■ KUTIPAN SUMBER ■
....................
|
KORAN
TEMPO, 15 Juni 2013
Ada satu kealpaan pemerintah dalam soal proposal kenaikan
harga bahan bakar minyak. Pemerintah merasa yakin bahwa persetujuan Sekretariat
Gabungan (Setgab) atas rencana kenaikan harga BBM merupakan legitimasi terhadap
kebijakan itu. Sebab, persetujuan Setgab akan memuluskan pembahasan revisi APBN
2013 di DPR, mengoreksi subsidi BBM, dan mengalihkan alokasi subsidi untuk
warga miskin (tempo.co, 14 Mei).
Pemerintah seolah telah menegasikan peran publik dalam
pengambilan kebijakan. Padahal BBM sudah menjadi barang (goods) yang sangat penting dalam menggerakkan roda ekonomi dan
sosial masyarakat. Konsumsi dan pemanfaatan BBM mempengaruhi hajat hidup dan
perilaku masyarakat, seperti tecermin ketika terjadi kelangkaan BBM jenis solar
pada April lalu. Masyarakat cukup panik dan marah saat antre solar, apalagi
setelah itu terungkap praktek-praktek penimbunan BBM.
Sebenarnya masih ada tiga aktor penting lain yang belum
didengar suaranya selain para politikus koalisi, yaitu kalangan bisnis,
organisasi masyarakat sipil, dan publik pada tingkatan rumah tangga. Merekalah
sejatinya yang merasakan dampak langsung implementasi kebijakan itu.
Di luar konteks akademis, secara de facto BBM merupakan barang publik (public goods). Meskipun tidak semua orang mengkonsumsi bahan bakar
minyak, BBM memiliki nilai kegunaan bagi publik secara luas. Rivalitas dalam
konsumsi dan eksklusivitas dalam pemanfaatan BBM menjadi tanpa batas (kabur).
Dengan kata lain, BBM memiliki derajat kepublikan yang tinggi karena menjadi
kebutuhan hidup dan berdampak bagi orang banyak, terutama BBM bersubsidi.
Dengan menaikkan harga BBM, eksklusivisme dan rivalitas
pemanfaatannya ikut meningkat. Pun, dampak ikutan dari kenaikan harga BBM
berkaitan dengan perubahan derajat kesejahteraan masyarakat. Pemerintah telah
memprediksi peningkatan jumlah penduduk miskin sebesar 2,61 persen sebagai
dampak dari kebijakan tersebut.
Di tengah rencana kebijakan yang makin gencar itu,
terdengar suara-suara politikus oposisi mengkampanyekan penolakan kenaikan harga
BBM. Argumen mereka pun tidak kalah kuat dibanding alasan pemerintah untuk
menyelamatkan APBN, karena besarnya subsidi BBM dan kesalahan sasaran penerima
subsidi. Para oposan menilai masih ada langkah kebijakan alternatif yang bisa
ditempuh selain menaikkan harga BBM.
....................
■ CUPLIKAN DATA ■
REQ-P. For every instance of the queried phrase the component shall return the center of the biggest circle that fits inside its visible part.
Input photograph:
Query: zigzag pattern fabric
....................
■ INSTRUKSI TUGAS A ■
Berdasarkan kutipan sumber, jelaskan mengapa pemerintah menganggap persetujuan Setgab sebagai legitimasi bagi rencana kenaikan harga BBM.
■ INSTRUKSI TUGAS B ■
Menurut kutipan sumber, berapa persen peningkatan jumlah penduduk miskin yang diprediksi pemerintah sebagai dampak kenaikan harga BBM?

■ JAWABAN LENGKAP A ■
Pemerintah menganggap persetujuan Setgab sebagai legitimasi karena persetujuan itu akan memuluskan pembahasan revisi APBN 2013 di DPR. Persetujuan itu juga dianggap akan mengoreksi subsidi BBM dan mengalihkan alokasi subsidi untuk warga miskin.

■ JAWABAN LENGKAP B ■
Sebesar 2,61 persen.